Object location entries for images:
———

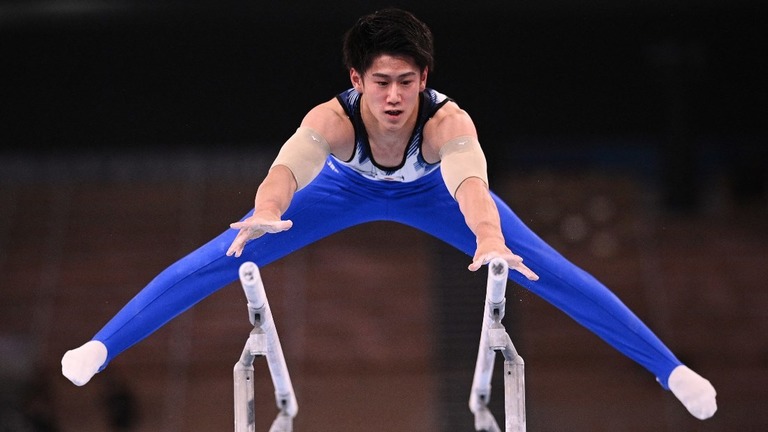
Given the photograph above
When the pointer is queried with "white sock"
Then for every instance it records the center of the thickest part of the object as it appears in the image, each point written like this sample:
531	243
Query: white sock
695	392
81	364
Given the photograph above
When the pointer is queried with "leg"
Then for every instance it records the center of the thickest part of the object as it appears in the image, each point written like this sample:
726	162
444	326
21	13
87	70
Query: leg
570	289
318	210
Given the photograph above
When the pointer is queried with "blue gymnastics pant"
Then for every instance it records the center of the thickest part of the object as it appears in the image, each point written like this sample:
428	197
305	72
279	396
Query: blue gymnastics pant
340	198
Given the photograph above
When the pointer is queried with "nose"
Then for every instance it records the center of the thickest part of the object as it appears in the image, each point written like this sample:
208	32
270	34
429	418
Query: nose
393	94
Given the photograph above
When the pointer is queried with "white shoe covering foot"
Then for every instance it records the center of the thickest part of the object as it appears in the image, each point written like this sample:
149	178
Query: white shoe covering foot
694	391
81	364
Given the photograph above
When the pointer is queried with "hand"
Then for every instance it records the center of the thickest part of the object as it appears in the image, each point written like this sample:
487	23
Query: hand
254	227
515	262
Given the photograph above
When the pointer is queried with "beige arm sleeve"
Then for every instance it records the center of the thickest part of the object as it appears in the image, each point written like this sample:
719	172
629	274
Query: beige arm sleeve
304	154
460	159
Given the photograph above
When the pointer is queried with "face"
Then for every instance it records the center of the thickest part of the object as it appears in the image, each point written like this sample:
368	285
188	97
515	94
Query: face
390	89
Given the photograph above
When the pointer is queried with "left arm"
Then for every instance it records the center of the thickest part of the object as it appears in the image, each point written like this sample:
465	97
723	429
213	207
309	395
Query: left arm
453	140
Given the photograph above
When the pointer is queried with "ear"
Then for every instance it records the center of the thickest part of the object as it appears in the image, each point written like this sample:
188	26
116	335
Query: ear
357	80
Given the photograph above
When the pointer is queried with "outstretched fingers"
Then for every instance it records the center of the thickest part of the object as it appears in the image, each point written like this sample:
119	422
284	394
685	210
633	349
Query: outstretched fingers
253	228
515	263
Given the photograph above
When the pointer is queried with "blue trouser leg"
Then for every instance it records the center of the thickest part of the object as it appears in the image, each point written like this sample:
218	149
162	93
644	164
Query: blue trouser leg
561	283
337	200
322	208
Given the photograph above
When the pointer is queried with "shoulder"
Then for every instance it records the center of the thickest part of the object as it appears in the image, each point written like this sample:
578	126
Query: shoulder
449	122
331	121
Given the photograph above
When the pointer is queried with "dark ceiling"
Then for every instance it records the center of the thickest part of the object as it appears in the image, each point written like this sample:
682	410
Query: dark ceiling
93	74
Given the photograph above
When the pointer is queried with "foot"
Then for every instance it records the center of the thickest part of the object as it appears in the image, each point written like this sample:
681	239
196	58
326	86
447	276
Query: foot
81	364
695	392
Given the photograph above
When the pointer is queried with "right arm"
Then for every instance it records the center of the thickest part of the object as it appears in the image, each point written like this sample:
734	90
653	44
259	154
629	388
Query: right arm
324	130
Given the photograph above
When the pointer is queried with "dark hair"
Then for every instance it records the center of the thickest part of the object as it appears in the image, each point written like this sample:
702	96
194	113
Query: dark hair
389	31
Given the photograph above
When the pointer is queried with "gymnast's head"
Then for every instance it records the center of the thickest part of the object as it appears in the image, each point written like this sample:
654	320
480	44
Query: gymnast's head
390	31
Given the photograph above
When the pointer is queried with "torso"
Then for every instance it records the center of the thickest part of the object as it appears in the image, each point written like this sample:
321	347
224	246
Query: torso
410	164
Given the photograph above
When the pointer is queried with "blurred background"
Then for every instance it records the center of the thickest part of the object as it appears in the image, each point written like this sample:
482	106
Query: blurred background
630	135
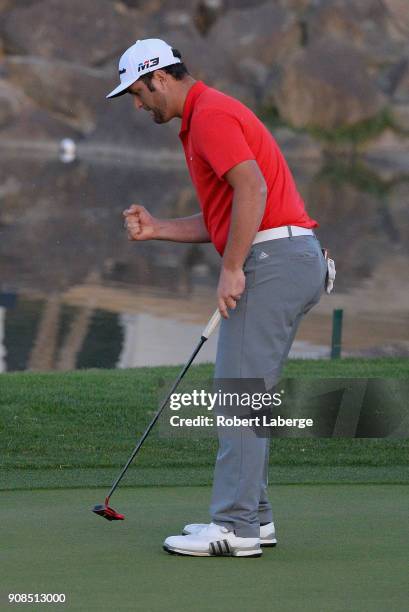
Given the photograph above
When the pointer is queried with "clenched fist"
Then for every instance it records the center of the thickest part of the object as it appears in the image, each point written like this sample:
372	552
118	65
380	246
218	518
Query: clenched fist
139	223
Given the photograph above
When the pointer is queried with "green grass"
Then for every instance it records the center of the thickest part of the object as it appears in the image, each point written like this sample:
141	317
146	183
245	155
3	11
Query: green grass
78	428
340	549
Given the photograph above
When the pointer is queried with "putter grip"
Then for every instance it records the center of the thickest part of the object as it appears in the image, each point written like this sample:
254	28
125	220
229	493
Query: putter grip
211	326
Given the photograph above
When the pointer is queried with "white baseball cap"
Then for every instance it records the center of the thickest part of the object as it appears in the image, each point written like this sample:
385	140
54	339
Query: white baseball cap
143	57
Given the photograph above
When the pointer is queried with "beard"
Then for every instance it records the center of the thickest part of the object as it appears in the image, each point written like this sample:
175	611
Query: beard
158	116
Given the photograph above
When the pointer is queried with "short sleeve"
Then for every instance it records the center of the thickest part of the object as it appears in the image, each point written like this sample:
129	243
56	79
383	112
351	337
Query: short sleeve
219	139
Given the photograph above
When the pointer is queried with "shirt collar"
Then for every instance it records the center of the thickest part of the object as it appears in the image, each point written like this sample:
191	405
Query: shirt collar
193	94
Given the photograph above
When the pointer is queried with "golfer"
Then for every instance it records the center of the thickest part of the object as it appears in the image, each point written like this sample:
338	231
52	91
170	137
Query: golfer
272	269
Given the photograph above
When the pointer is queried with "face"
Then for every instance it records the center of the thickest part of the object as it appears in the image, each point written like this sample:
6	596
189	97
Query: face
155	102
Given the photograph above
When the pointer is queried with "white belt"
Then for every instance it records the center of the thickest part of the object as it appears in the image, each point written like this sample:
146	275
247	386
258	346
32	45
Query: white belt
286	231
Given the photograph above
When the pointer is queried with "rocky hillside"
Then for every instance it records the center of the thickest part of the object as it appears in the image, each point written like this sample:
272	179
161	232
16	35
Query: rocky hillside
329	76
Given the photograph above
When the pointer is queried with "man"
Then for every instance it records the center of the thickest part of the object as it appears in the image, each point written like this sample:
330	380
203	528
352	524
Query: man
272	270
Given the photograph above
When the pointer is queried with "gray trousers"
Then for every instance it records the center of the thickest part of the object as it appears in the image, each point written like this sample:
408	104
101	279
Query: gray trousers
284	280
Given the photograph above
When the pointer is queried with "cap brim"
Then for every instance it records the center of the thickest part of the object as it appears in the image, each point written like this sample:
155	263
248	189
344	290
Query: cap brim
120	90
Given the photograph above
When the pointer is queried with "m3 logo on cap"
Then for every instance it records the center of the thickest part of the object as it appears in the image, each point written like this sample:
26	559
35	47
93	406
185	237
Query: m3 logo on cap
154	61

———

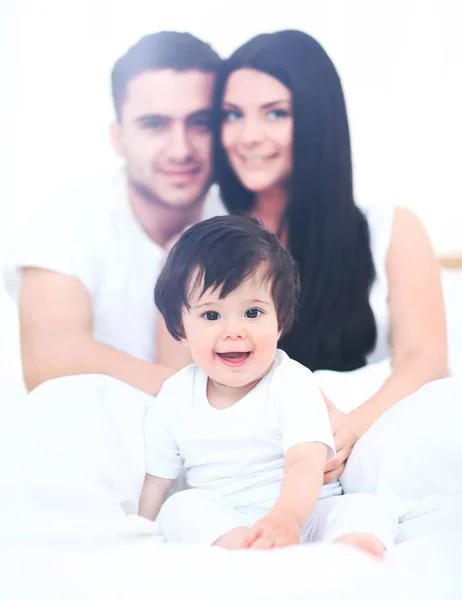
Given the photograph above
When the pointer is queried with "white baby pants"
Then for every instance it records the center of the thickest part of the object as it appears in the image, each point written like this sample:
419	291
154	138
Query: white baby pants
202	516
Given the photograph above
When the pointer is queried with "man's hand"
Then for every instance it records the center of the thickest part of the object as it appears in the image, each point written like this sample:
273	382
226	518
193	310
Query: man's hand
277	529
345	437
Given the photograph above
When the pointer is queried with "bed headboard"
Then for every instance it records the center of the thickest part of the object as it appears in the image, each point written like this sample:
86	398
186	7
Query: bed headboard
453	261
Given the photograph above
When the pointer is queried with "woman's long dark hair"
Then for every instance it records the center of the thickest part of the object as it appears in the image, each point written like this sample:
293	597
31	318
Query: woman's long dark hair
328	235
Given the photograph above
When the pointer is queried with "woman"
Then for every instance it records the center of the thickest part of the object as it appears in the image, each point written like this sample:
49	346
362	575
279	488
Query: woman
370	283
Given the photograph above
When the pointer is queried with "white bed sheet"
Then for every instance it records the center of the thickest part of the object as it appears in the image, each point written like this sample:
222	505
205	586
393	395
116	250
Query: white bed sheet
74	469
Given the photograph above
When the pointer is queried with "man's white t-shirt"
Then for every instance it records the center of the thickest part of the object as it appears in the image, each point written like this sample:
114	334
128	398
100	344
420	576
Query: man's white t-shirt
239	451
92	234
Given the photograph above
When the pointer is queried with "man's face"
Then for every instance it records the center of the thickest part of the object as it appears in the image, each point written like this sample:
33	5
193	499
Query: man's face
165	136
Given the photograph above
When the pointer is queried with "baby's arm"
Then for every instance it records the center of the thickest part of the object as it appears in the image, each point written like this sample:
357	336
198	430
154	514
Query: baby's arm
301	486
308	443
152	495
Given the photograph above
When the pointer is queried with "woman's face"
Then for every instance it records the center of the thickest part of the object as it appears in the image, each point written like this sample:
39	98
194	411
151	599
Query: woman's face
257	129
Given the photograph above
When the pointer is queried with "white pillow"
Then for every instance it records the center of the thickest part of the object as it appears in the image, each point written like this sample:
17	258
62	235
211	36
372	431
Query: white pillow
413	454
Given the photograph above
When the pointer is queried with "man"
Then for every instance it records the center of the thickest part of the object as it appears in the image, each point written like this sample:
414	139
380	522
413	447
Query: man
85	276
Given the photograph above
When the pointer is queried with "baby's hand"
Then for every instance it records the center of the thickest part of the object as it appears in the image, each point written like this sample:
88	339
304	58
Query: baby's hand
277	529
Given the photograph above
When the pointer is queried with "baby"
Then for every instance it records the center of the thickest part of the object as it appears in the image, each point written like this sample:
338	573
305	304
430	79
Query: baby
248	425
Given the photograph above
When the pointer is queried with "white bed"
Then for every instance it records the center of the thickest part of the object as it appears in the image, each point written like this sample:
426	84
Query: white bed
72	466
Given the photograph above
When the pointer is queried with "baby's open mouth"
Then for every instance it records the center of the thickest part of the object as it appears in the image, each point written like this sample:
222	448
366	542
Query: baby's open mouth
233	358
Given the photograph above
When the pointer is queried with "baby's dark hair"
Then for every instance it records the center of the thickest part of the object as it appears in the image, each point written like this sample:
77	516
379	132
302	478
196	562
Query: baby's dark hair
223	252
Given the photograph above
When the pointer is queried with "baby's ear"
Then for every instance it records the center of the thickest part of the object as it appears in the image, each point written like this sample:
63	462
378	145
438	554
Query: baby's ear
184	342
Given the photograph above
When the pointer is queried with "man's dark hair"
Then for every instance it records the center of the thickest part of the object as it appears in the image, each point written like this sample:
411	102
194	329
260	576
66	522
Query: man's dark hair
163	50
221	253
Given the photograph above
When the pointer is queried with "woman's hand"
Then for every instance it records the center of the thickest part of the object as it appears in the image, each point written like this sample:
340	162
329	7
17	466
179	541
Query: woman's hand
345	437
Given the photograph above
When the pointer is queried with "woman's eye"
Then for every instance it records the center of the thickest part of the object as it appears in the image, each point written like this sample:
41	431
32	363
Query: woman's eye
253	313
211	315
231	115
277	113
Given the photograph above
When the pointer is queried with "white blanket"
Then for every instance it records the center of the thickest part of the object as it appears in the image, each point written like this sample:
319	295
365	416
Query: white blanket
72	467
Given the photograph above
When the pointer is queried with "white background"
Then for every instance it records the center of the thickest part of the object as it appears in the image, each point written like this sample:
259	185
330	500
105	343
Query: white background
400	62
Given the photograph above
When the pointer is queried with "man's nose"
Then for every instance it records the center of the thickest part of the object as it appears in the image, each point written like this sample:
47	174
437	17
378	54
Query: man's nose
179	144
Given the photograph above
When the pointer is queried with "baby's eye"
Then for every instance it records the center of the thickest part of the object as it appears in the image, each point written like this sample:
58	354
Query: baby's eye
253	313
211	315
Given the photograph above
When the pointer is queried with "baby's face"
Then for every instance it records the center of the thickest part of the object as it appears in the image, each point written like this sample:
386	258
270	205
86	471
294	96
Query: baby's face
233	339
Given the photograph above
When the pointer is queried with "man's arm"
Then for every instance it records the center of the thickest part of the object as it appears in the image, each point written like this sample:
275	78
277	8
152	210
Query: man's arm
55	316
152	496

———

#### Problem details
Count how many lines in the data above contain the word "fingers", and reply with only that number.

#### Task output
2